DIRECTIONS FOR THIS TASK: Lines before the one containing "Definition of the keypoint: for every instance of the building" are left out; output the rest of the data exactly, through the final line.

EXERCISE MATERIALS:
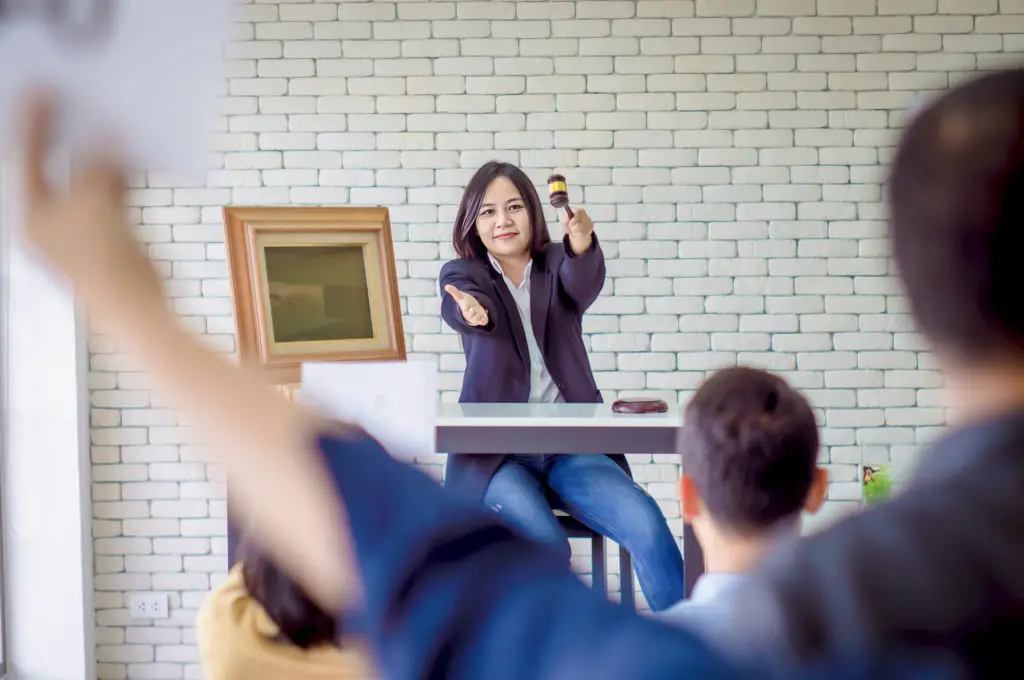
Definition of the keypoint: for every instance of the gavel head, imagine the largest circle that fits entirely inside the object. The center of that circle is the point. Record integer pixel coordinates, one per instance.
(558, 192)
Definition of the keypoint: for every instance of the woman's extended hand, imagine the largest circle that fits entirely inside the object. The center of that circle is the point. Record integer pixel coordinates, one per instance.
(580, 229)
(472, 310)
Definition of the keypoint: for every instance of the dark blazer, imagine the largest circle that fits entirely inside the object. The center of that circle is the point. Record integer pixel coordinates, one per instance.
(562, 288)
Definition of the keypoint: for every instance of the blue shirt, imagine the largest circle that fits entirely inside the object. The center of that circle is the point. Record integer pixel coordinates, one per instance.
(453, 592)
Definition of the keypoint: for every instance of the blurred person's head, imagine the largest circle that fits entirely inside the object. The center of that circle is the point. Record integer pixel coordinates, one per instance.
(956, 194)
(750, 450)
(300, 622)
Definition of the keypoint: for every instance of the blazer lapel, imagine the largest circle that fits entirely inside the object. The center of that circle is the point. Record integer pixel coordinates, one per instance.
(540, 299)
(511, 313)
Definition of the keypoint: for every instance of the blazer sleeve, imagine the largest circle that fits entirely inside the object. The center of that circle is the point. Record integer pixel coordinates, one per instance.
(582, 277)
(451, 591)
(456, 272)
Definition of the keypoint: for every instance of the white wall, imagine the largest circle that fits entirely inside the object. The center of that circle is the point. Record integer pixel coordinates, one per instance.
(48, 585)
(731, 153)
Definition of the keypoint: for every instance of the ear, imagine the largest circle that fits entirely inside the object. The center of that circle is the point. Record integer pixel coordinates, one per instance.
(689, 500)
(819, 489)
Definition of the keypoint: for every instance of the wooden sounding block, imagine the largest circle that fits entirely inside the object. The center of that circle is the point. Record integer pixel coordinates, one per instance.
(640, 406)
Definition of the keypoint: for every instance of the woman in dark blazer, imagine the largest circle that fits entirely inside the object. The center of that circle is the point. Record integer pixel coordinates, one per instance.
(517, 299)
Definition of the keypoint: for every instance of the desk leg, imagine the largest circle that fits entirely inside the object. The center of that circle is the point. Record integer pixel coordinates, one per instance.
(692, 560)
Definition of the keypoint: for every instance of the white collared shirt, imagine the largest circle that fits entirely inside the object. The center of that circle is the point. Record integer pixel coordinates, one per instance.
(542, 386)
(712, 608)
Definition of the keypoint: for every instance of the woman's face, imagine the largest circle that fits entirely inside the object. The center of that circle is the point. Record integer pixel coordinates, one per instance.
(503, 222)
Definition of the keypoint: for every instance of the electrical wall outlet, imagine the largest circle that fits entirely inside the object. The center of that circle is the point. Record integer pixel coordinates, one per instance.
(148, 605)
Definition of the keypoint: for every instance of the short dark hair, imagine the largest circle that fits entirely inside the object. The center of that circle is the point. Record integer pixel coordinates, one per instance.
(466, 241)
(299, 620)
(956, 195)
(750, 443)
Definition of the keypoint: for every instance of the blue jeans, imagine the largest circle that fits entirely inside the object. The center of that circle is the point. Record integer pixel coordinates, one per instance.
(594, 490)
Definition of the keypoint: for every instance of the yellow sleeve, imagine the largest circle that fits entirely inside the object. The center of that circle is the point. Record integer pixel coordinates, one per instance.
(217, 631)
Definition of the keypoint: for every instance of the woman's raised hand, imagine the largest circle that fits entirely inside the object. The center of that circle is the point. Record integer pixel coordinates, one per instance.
(472, 310)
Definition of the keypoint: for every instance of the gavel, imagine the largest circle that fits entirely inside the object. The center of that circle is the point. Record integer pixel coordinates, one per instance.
(559, 194)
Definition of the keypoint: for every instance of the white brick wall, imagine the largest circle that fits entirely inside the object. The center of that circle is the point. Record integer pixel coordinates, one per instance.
(729, 151)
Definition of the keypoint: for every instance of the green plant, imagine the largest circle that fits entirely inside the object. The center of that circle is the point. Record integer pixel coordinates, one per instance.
(878, 484)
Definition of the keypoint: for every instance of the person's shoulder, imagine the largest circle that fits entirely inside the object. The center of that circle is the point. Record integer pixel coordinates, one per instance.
(217, 625)
(223, 599)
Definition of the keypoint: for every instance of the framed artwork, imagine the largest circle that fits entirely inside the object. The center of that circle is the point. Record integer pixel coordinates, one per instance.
(312, 285)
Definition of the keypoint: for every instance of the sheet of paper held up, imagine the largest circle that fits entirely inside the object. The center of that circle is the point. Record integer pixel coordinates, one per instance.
(395, 401)
(141, 73)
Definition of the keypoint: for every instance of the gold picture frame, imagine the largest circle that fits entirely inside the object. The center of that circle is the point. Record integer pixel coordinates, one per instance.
(312, 284)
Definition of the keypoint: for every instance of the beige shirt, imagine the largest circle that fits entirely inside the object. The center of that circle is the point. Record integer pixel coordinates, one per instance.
(237, 642)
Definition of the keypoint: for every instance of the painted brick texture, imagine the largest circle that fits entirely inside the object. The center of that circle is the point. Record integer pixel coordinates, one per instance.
(730, 152)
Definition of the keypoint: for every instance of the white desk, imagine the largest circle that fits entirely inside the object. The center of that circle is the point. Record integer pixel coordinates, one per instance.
(553, 428)
(564, 428)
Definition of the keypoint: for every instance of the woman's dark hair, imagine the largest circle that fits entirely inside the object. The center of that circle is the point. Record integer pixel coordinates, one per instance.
(300, 621)
(465, 239)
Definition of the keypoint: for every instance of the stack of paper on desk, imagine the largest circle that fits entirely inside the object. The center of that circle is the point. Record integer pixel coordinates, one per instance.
(395, 401)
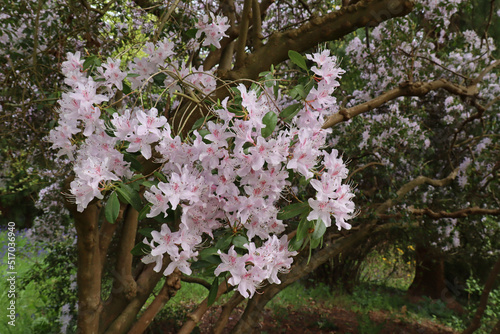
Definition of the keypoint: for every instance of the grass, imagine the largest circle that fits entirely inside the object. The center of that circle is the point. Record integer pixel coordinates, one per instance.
(27, 299)
(385, 280)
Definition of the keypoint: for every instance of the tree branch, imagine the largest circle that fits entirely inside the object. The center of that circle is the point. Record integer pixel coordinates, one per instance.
(170, 287)
(406, 188)
(195, 317)
(89, 268)
(405, 89)
(256, 25)
(317, 30)
(455, 214)
(242, 38)
(124, 283)
(226, 311)
(196, 280)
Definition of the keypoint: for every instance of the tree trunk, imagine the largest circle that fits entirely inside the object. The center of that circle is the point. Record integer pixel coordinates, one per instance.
(429, 274)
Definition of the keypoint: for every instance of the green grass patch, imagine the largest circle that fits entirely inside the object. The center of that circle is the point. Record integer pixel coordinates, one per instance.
(27, 299)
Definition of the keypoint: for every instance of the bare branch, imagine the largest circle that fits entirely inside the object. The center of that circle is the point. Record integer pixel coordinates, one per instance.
(406, 188)
(256, 25)
(242, 39)
(317, 30)
(405, 89)
(191, 279)
(170, 287)
(455, 214)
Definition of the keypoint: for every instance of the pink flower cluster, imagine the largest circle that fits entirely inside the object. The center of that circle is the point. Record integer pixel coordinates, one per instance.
(227, 176)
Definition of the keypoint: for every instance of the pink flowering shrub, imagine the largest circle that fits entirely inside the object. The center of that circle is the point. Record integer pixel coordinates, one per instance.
(229, 174)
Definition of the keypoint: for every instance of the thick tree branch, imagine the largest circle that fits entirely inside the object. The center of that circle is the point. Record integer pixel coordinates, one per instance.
(317, 30)
(227, 309)
(89, 268)
(406, 188)
(195, 317)
(241, 43)
(405, 89)
(124, 283)
(170, 287)
(163, 20)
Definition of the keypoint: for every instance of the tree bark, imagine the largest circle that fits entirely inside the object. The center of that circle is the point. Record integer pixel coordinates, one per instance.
(429, 274)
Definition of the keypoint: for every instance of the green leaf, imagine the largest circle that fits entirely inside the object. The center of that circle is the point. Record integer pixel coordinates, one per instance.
(295, 244)
(289, 112)
(91, 61)
(224, 242)
(110, 110)
(303, 228)
(141, 249)
(146, 231)
(144, 212)
(297, 59)
(159, 79)
(129, 195)
(212, 295)
(200, 122)
(298, 91)
(315, 243)
(292, 210)
(112, 208)
(270, 120)
(319, 230)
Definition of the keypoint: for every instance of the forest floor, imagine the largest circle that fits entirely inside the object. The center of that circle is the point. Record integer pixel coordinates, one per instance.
(316, 319)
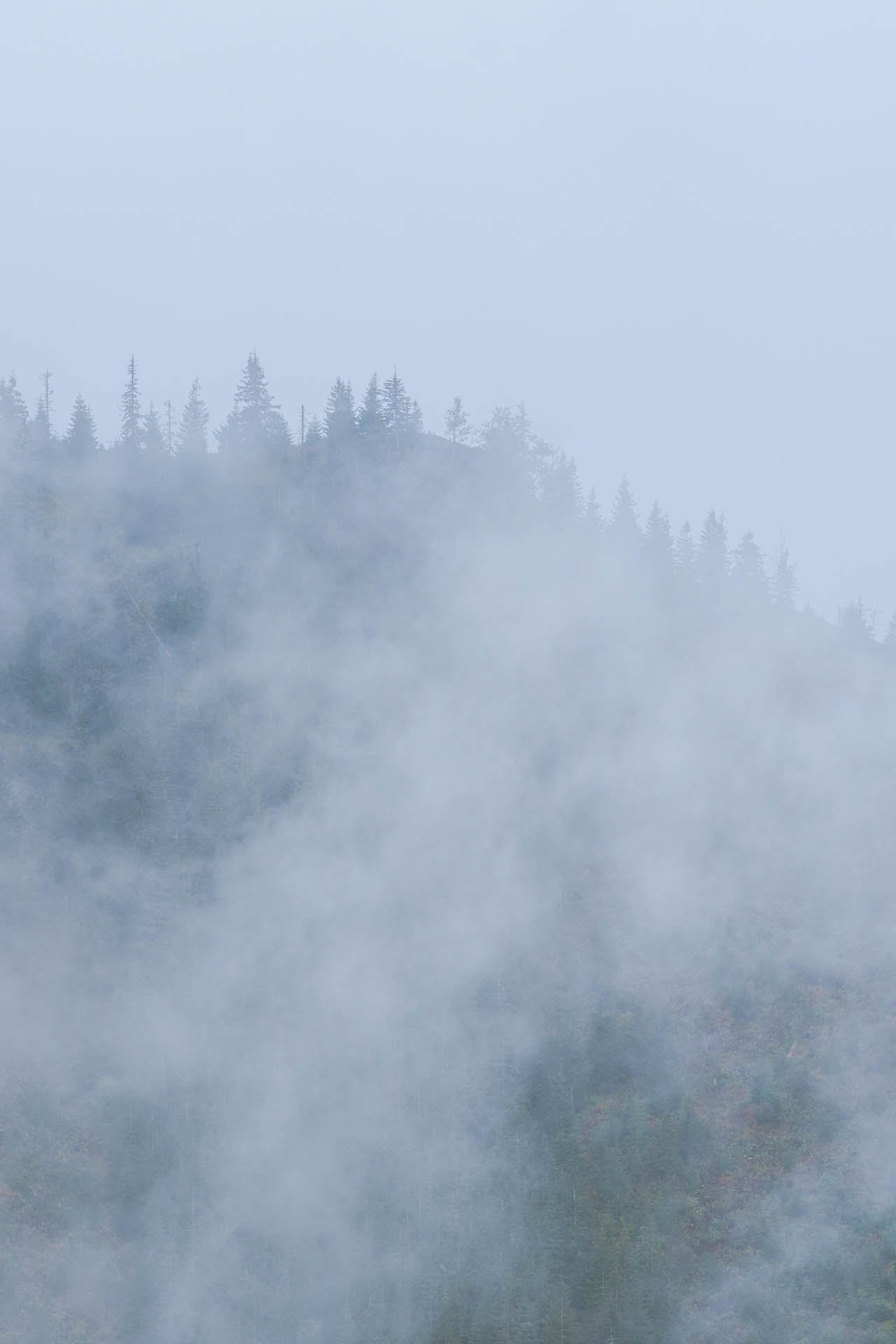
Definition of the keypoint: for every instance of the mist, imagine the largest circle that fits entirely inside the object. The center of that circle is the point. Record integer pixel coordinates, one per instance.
(447, 816)
(433, 910)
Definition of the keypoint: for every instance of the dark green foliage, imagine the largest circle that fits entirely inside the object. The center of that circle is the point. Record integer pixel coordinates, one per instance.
(255, 425)
(81, 437)
(192, 435)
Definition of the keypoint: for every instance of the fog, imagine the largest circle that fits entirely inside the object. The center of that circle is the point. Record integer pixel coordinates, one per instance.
(428, 914)
(664, 226)
(442, 901)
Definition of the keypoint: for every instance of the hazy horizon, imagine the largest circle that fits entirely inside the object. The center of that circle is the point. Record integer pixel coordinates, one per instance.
(664, 227)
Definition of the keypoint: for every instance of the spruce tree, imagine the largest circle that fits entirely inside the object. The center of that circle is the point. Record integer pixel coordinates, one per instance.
(783, 582)
(397, 405)
(657, 540)
(314, 433)
(81, 437)
(192, 435)
(457, 424)
(562, 492)
(685, 553)
(624, 533)
(14, 414)
(856, 624)
(370, 413)
(747, 570)
(339, 414)
(255, 422)
(131, 437)
(713, 554)
(42, 437)
(593, 521)
(153, 435)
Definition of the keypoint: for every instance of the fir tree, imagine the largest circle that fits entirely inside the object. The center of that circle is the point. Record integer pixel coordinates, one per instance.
(255, 422)
(747, 570)
(783, 584)
(396, 405)
(81, 437)
(685, 553)
(41, 433)
(370, 413)
(153, 435)
(624, 531)
(657, 540)
(457, 424)
(192, 435)
(593, 521)
(339, 416)
(314, 433)
(14, 414)
(856, 624)
(131, 437)
(713, 554)
(562, 493)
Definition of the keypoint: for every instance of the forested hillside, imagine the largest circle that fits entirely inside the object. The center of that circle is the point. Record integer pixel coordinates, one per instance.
(434, 907)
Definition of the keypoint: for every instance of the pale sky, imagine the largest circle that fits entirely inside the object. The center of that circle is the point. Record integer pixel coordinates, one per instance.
(668, 226)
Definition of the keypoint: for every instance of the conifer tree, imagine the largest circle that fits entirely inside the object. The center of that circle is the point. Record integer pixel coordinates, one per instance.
(747, 570)
(783, 584)
(457, 424)
(685, 553)
(81, 437)
(624, 531)
(131, 437)
(255, 422)
(396, 405)
(370, 413)
(593, 521)
(562, 492)
(14, 414)
(657, 540)
(153, 435)
(856, 624)
(41, 433)
(314, 433)
(339, 416)
(192, 433)
(713, 554)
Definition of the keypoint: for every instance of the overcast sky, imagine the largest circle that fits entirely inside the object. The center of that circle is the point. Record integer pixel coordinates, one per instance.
(668, 226)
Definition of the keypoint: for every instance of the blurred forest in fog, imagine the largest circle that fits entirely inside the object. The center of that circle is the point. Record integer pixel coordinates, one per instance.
(437, 905)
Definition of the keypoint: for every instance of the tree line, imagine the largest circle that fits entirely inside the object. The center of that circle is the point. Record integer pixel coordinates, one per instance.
(388, 419)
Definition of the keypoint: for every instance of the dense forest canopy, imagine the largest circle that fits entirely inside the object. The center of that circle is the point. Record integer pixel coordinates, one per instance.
(435, 907)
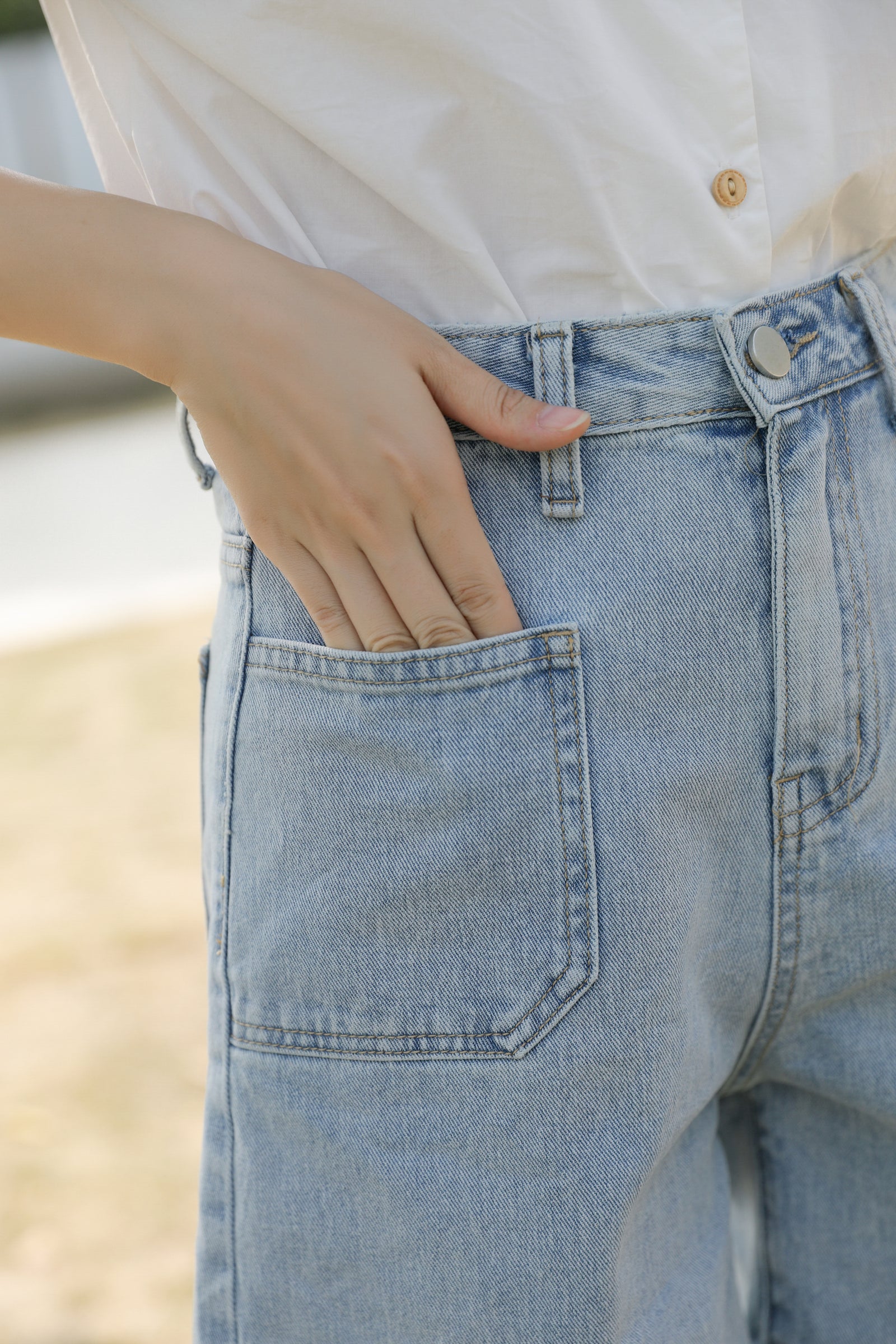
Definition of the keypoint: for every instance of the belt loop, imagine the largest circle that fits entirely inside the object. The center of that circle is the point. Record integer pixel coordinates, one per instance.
(204, 472)
(866, 293)
(562, 494)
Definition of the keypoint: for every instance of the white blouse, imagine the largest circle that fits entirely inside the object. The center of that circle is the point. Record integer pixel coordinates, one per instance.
(507, 160)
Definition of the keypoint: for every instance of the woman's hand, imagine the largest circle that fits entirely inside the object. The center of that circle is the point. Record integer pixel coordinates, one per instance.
(324, 407)
(321, 405)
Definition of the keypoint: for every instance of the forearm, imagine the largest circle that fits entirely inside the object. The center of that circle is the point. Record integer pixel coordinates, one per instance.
(96, 274)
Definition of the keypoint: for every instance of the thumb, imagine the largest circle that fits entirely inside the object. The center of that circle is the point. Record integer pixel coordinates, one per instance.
(484, 404)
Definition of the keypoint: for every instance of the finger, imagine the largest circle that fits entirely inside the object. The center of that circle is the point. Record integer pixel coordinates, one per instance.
(366, 601)
(453, 538)
(504, 414)
(320, 597)
(416, 589)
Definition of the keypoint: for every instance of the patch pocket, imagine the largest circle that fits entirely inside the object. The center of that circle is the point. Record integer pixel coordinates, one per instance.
(412, 857)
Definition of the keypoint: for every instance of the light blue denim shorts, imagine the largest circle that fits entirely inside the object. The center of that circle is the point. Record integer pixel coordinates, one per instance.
(554, 975)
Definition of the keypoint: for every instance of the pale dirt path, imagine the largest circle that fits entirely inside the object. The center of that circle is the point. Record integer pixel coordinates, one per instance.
(101, 987)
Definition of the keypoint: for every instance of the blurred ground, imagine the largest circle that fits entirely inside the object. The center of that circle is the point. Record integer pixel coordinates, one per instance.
(101, 987)
(102, 522)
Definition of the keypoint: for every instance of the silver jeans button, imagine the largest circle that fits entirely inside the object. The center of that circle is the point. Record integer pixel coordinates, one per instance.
(767, 351)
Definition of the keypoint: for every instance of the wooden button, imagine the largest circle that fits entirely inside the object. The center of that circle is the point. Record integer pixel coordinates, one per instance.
(729, 187)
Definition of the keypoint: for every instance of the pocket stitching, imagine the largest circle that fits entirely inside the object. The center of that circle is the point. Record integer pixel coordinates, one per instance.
(507, 1032)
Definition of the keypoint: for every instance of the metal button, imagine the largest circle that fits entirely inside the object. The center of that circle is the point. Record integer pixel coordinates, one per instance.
(729, 187)
(767, 351)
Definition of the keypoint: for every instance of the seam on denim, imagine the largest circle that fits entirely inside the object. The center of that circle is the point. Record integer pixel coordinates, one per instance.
(645, 420)
(868, 592)
(372, 1054)
(850, 777)
(493, 1034)
(810, 393)
(654, 321)
(773, 992)
(406, 1054)
(783, 600)
(344, 655)
(801, 342)
(743, 1066)
(848, 780)
(786, 299)
(769, 1296)
(796, 962)
(544, 397)
(225, 924)
(566, 402)
(542, 337)
(585, 834)
(409, 680)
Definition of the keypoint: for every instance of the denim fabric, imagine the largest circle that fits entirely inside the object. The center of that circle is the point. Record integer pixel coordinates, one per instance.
(527, 955)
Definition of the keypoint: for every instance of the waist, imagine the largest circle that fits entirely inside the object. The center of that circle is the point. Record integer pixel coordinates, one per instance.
(702, 365)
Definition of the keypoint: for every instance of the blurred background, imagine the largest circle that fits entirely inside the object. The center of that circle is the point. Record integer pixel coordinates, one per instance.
(105, 599)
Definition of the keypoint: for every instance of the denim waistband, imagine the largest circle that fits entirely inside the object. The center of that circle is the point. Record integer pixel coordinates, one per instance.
(662, 368)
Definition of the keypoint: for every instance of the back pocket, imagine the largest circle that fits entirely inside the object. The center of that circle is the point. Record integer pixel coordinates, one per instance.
(412, 858)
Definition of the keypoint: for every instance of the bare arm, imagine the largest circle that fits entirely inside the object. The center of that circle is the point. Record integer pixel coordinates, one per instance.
(323, 405)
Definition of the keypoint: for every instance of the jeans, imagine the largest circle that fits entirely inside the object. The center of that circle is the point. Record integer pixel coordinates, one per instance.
(528, 956)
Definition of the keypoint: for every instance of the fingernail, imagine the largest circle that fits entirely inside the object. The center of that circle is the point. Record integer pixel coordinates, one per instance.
(561, 417)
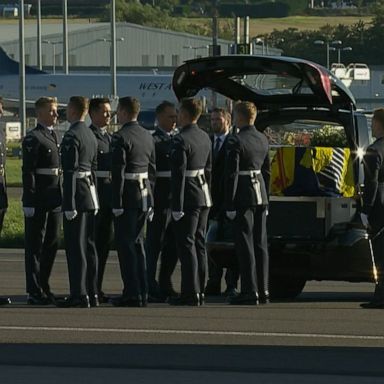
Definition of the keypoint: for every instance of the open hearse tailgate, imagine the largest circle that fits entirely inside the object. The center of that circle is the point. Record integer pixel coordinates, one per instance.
(268, 81)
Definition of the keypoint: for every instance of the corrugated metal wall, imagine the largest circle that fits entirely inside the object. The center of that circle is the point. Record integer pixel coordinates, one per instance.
(142, 46)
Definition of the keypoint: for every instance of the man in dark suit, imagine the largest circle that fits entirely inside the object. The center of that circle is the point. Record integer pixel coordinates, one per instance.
(191, 160)
(80, 204)
(133, 176)
(248, 172)
(220, 124)
(3, 188)
(100, 113)
(159, 232)
(41, 201)
(373, 206)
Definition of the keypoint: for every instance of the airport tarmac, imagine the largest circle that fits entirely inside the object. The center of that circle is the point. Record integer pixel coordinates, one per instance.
(322, 336)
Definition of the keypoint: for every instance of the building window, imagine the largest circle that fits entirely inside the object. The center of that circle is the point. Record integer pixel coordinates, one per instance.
(160, 60)
(57, 59)
(72, 60)
(175, 60)
(145, 60)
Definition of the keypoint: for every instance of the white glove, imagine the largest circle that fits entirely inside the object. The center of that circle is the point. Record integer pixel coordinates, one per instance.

ANSWER TO THIS TASK:
Definition of the keypoint: for every instance of the building window, imagine the largest circle that fits entirely inside the object. The center of that circle is the point. Record integer pixel coordinates, one per instance.
(160, 60)
(57, 59)
(72, 60)
(175, 60)
(145, 60)
Definition of the keypoint: for every instance of the white glove, imagine the largest circle that fits entirely inside the object. The center of that circle is the point. Record integer pixel coordinates, one per instance.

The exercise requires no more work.